EXERCISES ::
**1)** According to the post about PDQ+ highlighting artifacts, under what color setting does the issue occur?
**2)** Continue the post about PDQ+ highlighting artifacts, picking up after its final sentence.

DOCUMENT ::
====

Test window spanning BOTH monitors

If I have my test window spanning both monitors and invoke the call to InvertRect+HiliteMode, I see the highlighted area with no artifacts on the internal video side but I see the highlighted area with artifacts on the PDQ+ side.

Stepped Through Debugger

I stepped through what's happening inside InvertRect with MacsBug for the following four scenarios:

a.) Internal Video and InvertRect without HiliteMode set
b.) Internal Video and InvertRect with HiliteMode set
c.) PDQ+ and InvertRect without HiliteMode set
d.) PDQ+ and InvertRect with HiliteMode set

All four paths end up calling RgnBlt but diverge after that.

For paths A and B which are for the internal video, once it calls RgnBlt I see it branch and go to a very different address range and continue there. The code path taken is slightly different depending on whether HiliteMode is set. But eventually it blits the image and all is good.

For paths C and D which are for the PDQ+, once it calls RgnBlt, it stays within the same general address range as the RgnBlt. The code path taken is different depending on whether HiliteMode is set. Path C (no HiliteMode) results in the correct image. But path D (HiliteMode) causes a render with artifacts.

My assumption here is that RgnBlt has been patched with the PDQ+ present in the machine. The first few instructions in the patch RgnBlt determine whether the device is the one with the PDQ+ or not. If not, it jumps back to the original non-patched RgnBlt. That's my guess. Edit: confirmed, the call's location changes if the card is present.

Instructions Before the Artifacts Show Up

Screenshot from my phone of the instructions executed right before the artifact filled region appears on the screen. The operation in red is the one that looks like generates the blit.

Current Status

At this point it looks like it's an issue in the card. This issue happens with or without acceleration but only under 24 bit color. Given acceleration does not change the behavior, I believe something's going on with the SMT-02 chip, not the SQD-01 chip.

The PDQ+ board layout and design is extremely similar to the Spectrum 24 Series IV and Spectrum 24 Series V. I have mapped out a lot of those two boards (series IV and V). Based on that mapping, I don't really see anything that would be instruction specific with regards to traces on the video card.

I would not suspect a VRAM issue as everything seems fine except for things with the HiliteMode set.

Trying to figure out what could cause a single operation (that I'm aware of) to be busted like this. Next step, look through the patched RgnBlt and see if that gives me any insight.

====

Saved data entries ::
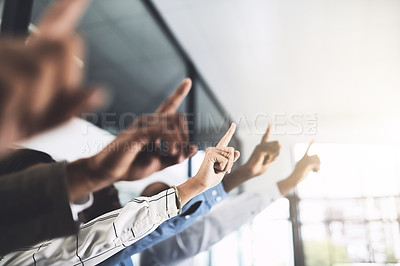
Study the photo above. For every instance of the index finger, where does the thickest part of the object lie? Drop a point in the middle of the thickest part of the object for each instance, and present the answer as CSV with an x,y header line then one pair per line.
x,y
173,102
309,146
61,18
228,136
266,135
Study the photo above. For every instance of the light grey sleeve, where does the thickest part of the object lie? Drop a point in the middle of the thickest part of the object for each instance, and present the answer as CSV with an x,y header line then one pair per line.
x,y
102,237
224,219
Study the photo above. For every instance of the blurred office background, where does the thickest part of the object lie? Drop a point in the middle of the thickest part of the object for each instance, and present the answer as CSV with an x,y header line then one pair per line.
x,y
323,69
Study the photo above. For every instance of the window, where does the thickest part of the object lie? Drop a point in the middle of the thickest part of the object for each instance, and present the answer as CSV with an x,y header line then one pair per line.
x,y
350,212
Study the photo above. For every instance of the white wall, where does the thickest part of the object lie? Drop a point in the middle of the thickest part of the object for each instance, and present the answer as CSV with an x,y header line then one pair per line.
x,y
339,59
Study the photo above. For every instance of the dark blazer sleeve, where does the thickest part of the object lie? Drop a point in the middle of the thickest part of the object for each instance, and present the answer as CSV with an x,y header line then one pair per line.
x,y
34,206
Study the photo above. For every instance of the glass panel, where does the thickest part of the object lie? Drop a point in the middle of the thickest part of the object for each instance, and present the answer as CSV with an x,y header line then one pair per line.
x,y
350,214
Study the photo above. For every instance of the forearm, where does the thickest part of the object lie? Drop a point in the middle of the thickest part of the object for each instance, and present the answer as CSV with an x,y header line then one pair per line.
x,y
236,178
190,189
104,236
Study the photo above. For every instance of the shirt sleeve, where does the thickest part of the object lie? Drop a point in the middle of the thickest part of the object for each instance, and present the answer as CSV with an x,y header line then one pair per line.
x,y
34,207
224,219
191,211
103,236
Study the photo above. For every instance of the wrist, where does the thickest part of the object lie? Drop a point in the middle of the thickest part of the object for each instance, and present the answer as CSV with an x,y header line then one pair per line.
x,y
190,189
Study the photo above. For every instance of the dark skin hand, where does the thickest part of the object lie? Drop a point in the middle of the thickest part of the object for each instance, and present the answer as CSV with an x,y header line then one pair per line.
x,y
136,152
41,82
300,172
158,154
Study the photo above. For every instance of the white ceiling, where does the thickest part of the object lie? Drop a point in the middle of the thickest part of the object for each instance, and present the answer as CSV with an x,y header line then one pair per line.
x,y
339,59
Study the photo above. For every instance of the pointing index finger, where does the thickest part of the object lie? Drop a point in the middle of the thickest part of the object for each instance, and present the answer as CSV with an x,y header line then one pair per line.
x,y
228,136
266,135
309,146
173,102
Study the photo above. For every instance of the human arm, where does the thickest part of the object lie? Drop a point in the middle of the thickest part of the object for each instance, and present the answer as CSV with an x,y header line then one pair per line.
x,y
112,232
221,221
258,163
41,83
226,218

====

RESULTS ::
**1)** Only under 24 bit color.

**2)**
MacOSMonkey · Jul 6, 2024

Interesting trace. Based on the code you are showing, it looks like it could be accelerator code to me.

There are 3 possible clues:
1. D5/D6 have what appear to be Thunder/PDQ+ super-slot addresses for a card in Slot E. Is the card in Slot $E? For QD (or accelerator) operations, there is always going to be source and destination addresses in a QuickDraw transfer. And, using data registers would be the most efficient way to do the setup for an external device.
2. It must be some kind of overwrite op (like hilite, region op, etc.) because D5/D6 are the same (if they happen to be source/destination, which they probably are -- but can calculate/verify that value in your program before you attempt the operation).
3. It looks like a setup and go model. Loads a bunch of params and then executes at which point you see the failure. If the problem is happening on the MOVE D7 instruction, then that is the go command and command register, which also possibly tells you some stuff about Squid (if acceleration is running). Otherwise...?

The value in A0 could be the dCtlDriver? I think that's the right name. Or Squid offset? But, before you do the operation, you should be able to get the DCE, identify the driver location and other parameters, and check the driver location in memory to see where you are executing. You could probably also dump that in Macsbug...or make a DCMD to do it. If its not the same address, then you can subtract it to get the Squid offset in the driver.

So, given the above assumptions, looking at the MOVE instructions, the values in D1/D2 $1000 = 4096 ... suspicious for rowBytes? Again -- it would have to be source and destination. You can check that value against the pixMap.

D3/D4 might be width/height. OK -- I looked at your image and the height looks like it is 17 pixels. So...probably correct.

To Summarize:
D1: source? rowbytes
D2: destination? rowbytes
D3: width
D4: height
D5: super-slot source? address
D6: super-slot destination? address
D7: possible squid command -- then screen/artifact failure

(Generally speaking, the order follows the direction, so source first, destination 2nd. That's how it was done in the olden days.

)

Try the same trace with acceleration turned off and see what you get. If it's QuickDraw, it will be the same. Otherwise, if you had acceleration on, then it should be different.

It doesn't look like interrupts are disabled. All you show is Supervisor mode, which is normal for legacy Mac operation. What does Int show when fully disabled? 7? I forget.

Anyway, to be sure, before you make the InvertRect Hilite call, save the SR to a data register, disable interrupts via: ori.w $#700,sr, then make the call, then restore the sr. If there is a problem with interrupts interfering with the operation, then it should go away -- just another thing to test -- may not prove anything. Maybe it's an interrupt bug? Who knows...but you can control for that. Just make sure you restore the sr, otherwise, you will be locked out.

And...one other caveat...you should try the interrupt test without breaking into Macsbug, because I think Macsbug plays games with the SR and may temporarily enable interrupts and screw up your test. I might be wrong about that...but I'm remember something about Macsbug and interrupt disable. They have to be enabled in Macsbug, otherwise, it might prove challenging to type unless it's doing its own keymap polling - actually, it might be doing that. Anyway, I forget. I'd have to look it up. It's a quick/easy test to disable and see if it affects anything.

Hope it's helpful. Good luck!

jmacz · Jul 6, 2024

Yup, it's in slot E.

Ok, let me try out your suggestions.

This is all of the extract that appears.